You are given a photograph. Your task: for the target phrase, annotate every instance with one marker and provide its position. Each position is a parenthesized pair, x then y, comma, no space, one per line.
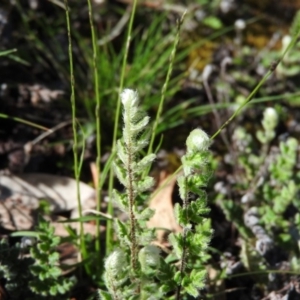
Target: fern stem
(117,117)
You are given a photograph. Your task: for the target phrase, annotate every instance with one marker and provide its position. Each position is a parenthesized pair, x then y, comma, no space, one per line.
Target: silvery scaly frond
(121,200)
(122,152)
(145,162)
(144,184)
(121,174)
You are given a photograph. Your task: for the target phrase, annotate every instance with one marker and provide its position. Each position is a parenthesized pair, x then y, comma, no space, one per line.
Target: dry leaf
(163,206)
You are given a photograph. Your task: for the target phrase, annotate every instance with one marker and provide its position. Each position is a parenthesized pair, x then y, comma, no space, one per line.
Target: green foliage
(137,269)
(192,244)
(14,269)
(46,275)
(267,212)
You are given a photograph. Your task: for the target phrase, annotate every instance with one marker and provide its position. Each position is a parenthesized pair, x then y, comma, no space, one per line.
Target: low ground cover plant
(259,202)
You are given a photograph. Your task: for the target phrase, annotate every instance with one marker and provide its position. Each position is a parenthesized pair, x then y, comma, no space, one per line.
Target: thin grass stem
(74,127)
(98,128)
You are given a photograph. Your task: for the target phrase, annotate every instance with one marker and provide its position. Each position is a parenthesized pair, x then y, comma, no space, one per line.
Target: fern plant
(46,275)
(138,269)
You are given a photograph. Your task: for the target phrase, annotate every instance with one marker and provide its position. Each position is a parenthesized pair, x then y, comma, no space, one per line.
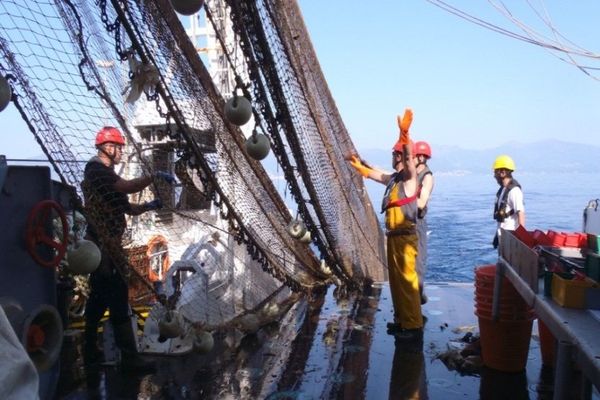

= = = = = = =

§ WORK TO COMPLETE
Return the listing verbatim; pictures are not part of the copy.

§ RESULT OF THIS EXERCISE
You are given a photograph. Your task: for the target phrase, annotate every instance with one marker and provide its position. Each position is a parenthesized pair, x then y, comma, no space, one per line.
Target: fern stem
(117,117)
You are given a photograph. Your task: for the target phrase, annotate every instance with one marker and provide its position. Each position is a parenthesized pair, x then y, comma, no space, one per line.
Target: silvery scaly frond
(121,200)
(122,152)
(145,162)
(144,184)
(121,174)
You are given a photograph. Your task: for the target phrase, annotate every instance with one marker and provide its position. Each position is a parenthesized pair, x then y, comma, no space, one per line.
Target: dry leaf
(163,206)
You are given a photograph. Your task: for the target phrase, annotate every instance with one marker and provide its position. Each position is a parenthesized pair, x then y, comma, no space, one per line.
Target: green foliage
(137,269)
(192,244)
(14,269)
(46,275)
(267,212)
You are given a photograph. Your task: for the target phrase, annotate every instance with one marker and provide its position. Each position is a parenthesized pair, x then y, comma, no space, one per line.
Target: low ground cover plant
(259,202)
You are given a photograph. Your task: for the target phrase, annotate every instance with one marker and provide its position. Each position is a parenthesized pair, x then y, comma, no space, one per line.
Target: thin grass stem
(74,127)
(98,128)
You are given a photograph. Your task: for the target phrase, annotate every instance with one marker and provide its position. Each position is a parenthesized pair, x then y, comma, no space, one per line.
Target: fern plant
(46,275)
(138,269)
You are given a photograph. Your task: for the target phrase, annotate every instance with one marker and provide its position. Each position is a parenthesized pair, x then y, comma, no space, one per line.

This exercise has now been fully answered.